- Gladys de la Lastra
- Born: 6 March 1932 Penonomé
- Died: 28 September 2005 (aged 73) Panama City
- Occupation: Musician

= Gladys de la Lastra =

Panamanian composer

Gladys de la Lastra (Penonomé, 6 March 1932 – Panama City, 28 September 2005) was a drummer, composer and musician from Panama.

== Biography ==
De la Lastra was born on March 6, 1932, in Penonomé. She studied at the Simeón Conte School and then studied at the National Institute of Panama for her secondary schooling. She went on to study at the National Institute of Music. After graduating, de la Lastra taught music at the State of Israel and Old Panama School.

De la Lastra's first composition was "La Princesa del Zaratí", which was composed in a bolero-style for the centenary of Coclé, when she was 17 years old. This song highlighted national values. De la Lastra believed that her musical ability was a gift from god. Religious and nationalist themes were found throughout her work and she was a member of the Trade Union of Art Workers of Panama (SITAP).

De la Lastra died on September 28, 2005, and was hailed as a national hero. Her coffin was pulled by white horses through the streets of Penonomé, which were lined with people.

== Music ==

Little Panama, I love you beautiful country
Little piece of land that God gave me

My Panamanian blood is a warming fire
That ignites joy to the heart where I go.
— Panama Chiquita (translation)

De la Lastra is famous for her guitar-playing and drumming. She wrote many songs throughout a long career, some of which include:

- Romance Salinero
- If the Treaty
- Bolívar American Hero
- Portobelo
- Already Enter the Canal Zone
- Summer Dreams
- Sovereignty
- Chiriquí Grande
- My Penonomé
- Cristiano the Church is You
- A Santa Ana
- Victoriano Lorenzo
- El Proyecto del Bayano
- Ingenio La Victoria
- La Guerra del Banano
- Panama Chiquita (one of the last pieces she composed)

| Challenges |
[A] Answer these questions from the Gladys de la Lastra biography:
(i) Which schools did she teach music at after graduating?
(ii) What was her first composition, and how old was she when she wrote it?
(iii) Which song in the list is described as one of the last pieces she composed?
[B] Repeat the part of the Gladys de la Lastra biography from "Panamanian composer" up to and including "of Panama (SITAP).".
[C] Proceed with the Gladys de la Lastra biography from the point where it stops.

| Raw data |

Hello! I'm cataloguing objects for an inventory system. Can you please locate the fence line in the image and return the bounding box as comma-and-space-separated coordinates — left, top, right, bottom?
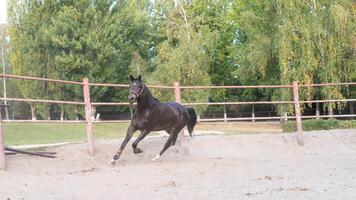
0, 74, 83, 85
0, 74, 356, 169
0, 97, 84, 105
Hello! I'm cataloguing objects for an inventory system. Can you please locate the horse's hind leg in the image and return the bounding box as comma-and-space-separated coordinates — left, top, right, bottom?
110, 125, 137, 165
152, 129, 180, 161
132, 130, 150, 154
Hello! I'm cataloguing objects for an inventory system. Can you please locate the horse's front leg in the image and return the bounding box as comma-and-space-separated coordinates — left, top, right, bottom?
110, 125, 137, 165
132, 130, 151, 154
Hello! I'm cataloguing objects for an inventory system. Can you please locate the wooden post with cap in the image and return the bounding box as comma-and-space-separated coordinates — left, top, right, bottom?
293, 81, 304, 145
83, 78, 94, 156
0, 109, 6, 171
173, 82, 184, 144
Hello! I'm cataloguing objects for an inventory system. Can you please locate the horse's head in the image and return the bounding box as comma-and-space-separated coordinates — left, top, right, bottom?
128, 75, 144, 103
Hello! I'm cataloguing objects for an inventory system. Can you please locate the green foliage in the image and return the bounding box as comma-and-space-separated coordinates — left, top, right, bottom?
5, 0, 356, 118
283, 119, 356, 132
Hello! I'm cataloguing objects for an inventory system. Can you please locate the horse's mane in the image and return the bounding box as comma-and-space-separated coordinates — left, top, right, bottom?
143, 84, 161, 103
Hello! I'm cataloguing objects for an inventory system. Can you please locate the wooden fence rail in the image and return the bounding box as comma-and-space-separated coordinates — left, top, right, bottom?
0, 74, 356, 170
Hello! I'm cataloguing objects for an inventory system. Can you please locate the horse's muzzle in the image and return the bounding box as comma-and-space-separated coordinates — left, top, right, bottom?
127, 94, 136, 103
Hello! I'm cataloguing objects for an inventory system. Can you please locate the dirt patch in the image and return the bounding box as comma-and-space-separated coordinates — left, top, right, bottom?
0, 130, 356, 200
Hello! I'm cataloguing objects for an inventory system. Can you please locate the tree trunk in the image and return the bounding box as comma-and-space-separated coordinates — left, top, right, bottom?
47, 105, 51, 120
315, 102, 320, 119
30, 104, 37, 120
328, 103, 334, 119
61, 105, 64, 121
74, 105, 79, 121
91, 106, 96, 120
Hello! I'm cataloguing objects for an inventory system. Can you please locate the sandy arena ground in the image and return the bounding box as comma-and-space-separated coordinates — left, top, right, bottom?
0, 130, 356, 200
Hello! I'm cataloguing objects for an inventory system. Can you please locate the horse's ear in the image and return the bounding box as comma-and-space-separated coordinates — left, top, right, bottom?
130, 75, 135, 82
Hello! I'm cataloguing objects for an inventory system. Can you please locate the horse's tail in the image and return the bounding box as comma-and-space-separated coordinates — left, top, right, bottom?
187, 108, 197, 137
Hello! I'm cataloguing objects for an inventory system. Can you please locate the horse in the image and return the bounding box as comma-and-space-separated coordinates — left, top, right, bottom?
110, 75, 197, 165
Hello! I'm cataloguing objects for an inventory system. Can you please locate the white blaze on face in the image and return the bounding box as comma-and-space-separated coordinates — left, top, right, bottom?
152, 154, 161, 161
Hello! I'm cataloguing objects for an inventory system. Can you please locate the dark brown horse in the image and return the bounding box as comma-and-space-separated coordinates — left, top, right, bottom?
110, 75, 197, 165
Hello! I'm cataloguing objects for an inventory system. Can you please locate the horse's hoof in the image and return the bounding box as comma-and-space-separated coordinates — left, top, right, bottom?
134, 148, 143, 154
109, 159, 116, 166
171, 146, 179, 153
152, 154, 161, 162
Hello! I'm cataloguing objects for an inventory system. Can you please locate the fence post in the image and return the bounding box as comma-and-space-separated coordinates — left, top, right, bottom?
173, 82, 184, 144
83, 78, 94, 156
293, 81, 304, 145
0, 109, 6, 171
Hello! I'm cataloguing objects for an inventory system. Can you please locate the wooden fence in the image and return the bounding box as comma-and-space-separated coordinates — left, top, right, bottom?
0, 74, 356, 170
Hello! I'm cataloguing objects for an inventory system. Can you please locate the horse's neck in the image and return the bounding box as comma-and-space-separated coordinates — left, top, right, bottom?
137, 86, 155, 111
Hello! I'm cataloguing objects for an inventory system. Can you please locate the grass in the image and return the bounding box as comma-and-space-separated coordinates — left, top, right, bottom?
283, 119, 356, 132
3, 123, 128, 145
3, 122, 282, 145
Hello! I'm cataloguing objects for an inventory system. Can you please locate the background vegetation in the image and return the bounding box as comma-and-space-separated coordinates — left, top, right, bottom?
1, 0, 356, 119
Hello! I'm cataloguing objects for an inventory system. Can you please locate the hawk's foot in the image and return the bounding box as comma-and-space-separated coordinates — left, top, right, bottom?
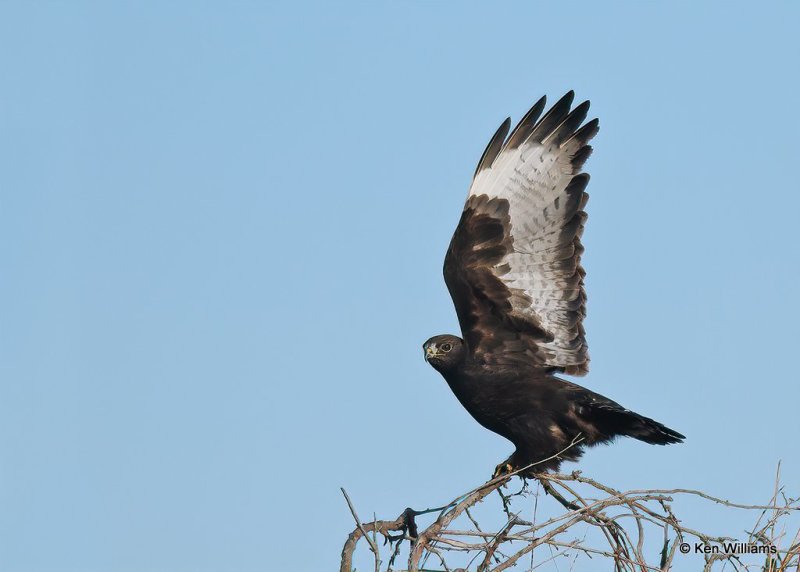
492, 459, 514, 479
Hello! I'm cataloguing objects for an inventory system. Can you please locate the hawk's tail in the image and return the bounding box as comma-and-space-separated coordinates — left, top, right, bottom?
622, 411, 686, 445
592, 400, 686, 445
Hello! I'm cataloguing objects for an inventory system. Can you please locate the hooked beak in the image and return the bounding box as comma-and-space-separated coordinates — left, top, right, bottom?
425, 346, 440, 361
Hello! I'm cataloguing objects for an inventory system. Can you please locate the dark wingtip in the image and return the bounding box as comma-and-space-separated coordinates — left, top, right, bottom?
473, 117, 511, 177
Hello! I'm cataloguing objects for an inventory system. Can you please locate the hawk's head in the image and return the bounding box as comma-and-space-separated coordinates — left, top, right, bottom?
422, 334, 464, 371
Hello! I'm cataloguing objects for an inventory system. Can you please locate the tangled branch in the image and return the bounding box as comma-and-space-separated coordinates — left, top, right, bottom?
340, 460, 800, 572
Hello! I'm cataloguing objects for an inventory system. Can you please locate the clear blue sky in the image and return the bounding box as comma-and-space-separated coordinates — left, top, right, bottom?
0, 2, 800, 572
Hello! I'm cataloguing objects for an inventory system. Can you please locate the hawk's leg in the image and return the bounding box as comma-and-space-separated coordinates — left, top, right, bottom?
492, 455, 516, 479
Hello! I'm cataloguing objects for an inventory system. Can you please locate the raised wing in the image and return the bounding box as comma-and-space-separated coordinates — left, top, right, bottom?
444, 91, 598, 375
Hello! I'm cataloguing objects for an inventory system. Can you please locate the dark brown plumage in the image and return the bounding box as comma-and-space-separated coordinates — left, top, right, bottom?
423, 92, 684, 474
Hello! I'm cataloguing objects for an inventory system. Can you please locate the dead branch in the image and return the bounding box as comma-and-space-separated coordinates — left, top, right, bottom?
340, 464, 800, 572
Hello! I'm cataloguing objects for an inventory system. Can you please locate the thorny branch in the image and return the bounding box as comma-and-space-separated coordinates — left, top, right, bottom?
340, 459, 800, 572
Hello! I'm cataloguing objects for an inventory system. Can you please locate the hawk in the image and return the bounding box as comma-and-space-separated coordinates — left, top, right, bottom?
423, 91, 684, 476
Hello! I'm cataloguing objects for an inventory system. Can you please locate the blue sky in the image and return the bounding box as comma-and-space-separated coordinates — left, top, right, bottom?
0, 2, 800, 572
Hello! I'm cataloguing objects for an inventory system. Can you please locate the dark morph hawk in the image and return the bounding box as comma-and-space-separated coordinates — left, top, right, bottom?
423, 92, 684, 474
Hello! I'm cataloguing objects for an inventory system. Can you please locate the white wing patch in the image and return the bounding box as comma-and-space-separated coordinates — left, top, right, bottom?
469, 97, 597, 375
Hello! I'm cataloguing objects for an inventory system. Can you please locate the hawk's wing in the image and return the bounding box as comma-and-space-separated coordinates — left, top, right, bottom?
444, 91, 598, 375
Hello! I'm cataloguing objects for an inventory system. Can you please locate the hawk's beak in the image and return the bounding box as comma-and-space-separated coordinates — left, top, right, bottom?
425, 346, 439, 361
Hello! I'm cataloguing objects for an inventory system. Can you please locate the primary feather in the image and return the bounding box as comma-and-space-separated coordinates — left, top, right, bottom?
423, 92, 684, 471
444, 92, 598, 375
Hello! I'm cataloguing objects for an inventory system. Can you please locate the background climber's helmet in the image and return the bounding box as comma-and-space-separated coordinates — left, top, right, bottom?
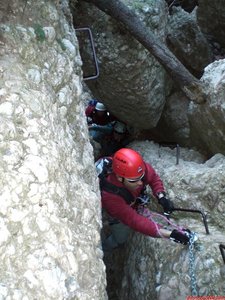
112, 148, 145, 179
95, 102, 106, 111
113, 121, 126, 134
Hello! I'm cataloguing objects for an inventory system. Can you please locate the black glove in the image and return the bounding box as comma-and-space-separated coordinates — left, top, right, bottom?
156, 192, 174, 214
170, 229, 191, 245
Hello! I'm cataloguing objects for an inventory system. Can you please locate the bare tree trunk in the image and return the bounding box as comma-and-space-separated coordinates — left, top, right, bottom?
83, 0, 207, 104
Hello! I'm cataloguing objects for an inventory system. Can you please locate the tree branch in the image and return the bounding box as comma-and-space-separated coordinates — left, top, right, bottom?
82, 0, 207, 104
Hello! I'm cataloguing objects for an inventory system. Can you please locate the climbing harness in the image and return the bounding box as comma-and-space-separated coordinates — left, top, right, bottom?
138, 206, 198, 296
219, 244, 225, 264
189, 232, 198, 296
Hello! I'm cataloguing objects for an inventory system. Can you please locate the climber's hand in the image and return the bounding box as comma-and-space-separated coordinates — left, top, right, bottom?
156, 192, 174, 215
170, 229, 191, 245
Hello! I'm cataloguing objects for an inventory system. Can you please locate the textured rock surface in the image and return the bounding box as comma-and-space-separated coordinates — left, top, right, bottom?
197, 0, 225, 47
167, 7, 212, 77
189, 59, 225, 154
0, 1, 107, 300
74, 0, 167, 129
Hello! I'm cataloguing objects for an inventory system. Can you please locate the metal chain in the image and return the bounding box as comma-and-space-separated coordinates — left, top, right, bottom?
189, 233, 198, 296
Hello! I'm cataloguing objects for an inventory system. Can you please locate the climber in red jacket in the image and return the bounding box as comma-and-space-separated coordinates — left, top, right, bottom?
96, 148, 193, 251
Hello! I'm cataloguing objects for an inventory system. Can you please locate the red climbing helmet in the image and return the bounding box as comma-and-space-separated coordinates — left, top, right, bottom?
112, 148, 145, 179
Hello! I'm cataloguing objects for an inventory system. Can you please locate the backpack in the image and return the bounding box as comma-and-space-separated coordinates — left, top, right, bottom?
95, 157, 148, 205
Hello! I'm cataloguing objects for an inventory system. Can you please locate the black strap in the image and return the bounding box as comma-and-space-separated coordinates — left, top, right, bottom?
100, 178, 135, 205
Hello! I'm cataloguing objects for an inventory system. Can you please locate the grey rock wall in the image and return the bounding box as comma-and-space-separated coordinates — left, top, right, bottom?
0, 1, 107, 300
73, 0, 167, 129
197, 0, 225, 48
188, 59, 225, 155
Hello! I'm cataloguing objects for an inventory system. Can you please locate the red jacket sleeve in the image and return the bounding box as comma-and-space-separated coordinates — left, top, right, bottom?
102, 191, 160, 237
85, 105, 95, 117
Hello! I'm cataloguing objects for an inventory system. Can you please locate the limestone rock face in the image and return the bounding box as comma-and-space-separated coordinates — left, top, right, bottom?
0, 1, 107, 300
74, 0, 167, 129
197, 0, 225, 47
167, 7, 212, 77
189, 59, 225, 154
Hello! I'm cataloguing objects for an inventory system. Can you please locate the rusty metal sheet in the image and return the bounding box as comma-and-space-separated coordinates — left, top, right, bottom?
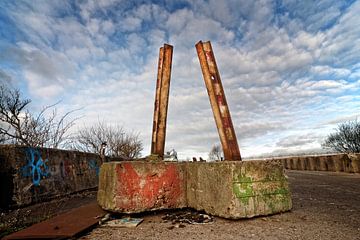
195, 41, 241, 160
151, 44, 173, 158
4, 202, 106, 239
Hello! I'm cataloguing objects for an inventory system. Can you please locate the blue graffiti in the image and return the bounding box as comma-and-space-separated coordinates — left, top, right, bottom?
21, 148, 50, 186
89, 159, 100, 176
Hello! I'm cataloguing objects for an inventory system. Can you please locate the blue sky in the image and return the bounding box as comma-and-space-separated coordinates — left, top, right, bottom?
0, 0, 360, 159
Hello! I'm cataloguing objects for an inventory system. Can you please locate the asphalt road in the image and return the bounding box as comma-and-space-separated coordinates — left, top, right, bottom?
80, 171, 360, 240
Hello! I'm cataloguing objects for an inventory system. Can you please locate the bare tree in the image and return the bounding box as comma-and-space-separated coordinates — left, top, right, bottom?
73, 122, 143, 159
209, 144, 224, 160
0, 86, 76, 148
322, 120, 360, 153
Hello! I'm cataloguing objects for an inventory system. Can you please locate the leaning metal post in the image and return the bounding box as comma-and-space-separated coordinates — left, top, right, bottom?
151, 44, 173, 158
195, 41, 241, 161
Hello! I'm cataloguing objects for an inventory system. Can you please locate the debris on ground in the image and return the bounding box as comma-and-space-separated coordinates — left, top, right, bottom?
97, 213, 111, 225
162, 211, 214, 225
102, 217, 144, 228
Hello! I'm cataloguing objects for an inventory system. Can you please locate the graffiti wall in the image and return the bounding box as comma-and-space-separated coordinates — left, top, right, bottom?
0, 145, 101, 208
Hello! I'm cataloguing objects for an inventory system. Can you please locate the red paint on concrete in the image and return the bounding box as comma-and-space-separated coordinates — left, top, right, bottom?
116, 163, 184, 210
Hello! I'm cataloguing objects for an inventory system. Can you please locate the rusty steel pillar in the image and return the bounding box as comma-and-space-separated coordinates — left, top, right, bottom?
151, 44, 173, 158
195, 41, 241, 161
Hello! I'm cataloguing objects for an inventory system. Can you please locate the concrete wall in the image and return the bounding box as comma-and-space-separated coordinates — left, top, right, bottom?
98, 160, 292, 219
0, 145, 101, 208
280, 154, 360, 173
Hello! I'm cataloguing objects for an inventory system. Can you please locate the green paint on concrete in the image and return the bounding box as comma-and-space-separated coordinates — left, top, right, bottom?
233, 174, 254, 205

| Answers |
[A]
(i) The State of Israel and Old Panama School.
(ii) "La Princesa del Zaratí", written when she was 17 years old.
(iii) Panama Chiquita.

[B]
Panamanian composer

Gladys de la Lastra (Penonomé, 6 March 1932 – Panama City, 28 September 2005) was a drummer, composer and musician from Panama.

== Biography ==
De la Lastra was born on March 6, 1932, in Penonomé. She studied at the Simeón Conte School and then studied at the National Institute of Panama for her secondary schooling. She went on to study at the National Institute of Music. After graduating, de la Lastra taught music at the State of Israel and Old Panama School.

De la Lastra's first composition was "La Princesa del Zaratí", which was composed in a bolero-style for the centenary of Coclé, when she was 17 years old. This song highlighted national values. De la Lastra believed that her musical ability was a gift from god. Religious and nationalist themes were found throughout her work and she was a member of the Trade Union of Art Workers of Panama (SITAP).

[C]
De la Lastra composed over 200 songs during her career, as well as anthems for the University of Panama and for the Centenary of the Republic of Panama.

== Awards ==
1949 – Medal of Honour awarded by the Municipal Council of Penonomé

1960 – Coclé's Favourite Daughter

1961 – Anayansi Award for Publicity Interamericana for the composition Panama Soberana

1981 – Commander of the Order Belisario Porras

1981 – First Prize at the Festival of the Mediterranean and Latin American Tourist Song, held in Estoril (Portugal), the 'Golden Caravel' trophy for the song The Drummer I Have

1996 – Intellectual Woman of the Year selected by the Circle of Intellectual Women of Panama (CIMIP)

2005 – Order of Vasco Núñez de Balboa

== Legacy ==
The Gladys de la Lastra Festival has been held annually since 2013 in Penonomé and is dedicated to the work of the singer. After her death, the mayor Agustín Méndez, hoped to erect a statue and name a street after her. Every November 3rd, schools across Panama sing her song La Angoustoura.

== de la Lastra in the Media ==

- De la Lastra "Megamix"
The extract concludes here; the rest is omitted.